Examples of point labeling:
================================

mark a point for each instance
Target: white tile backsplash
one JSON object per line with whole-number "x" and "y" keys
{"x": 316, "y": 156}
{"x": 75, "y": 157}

================================

Objective =>
Set out every line of the material above as a numbered list, skipping any blank lines.

Expected output =>
1. mark a point for each instance
2. Target: white tile backsplash
3. one JSON object per line with whole-number "x" and "y" keys
4. {"x": 316, "y": 156}
5. {"x": 75, "y": 157}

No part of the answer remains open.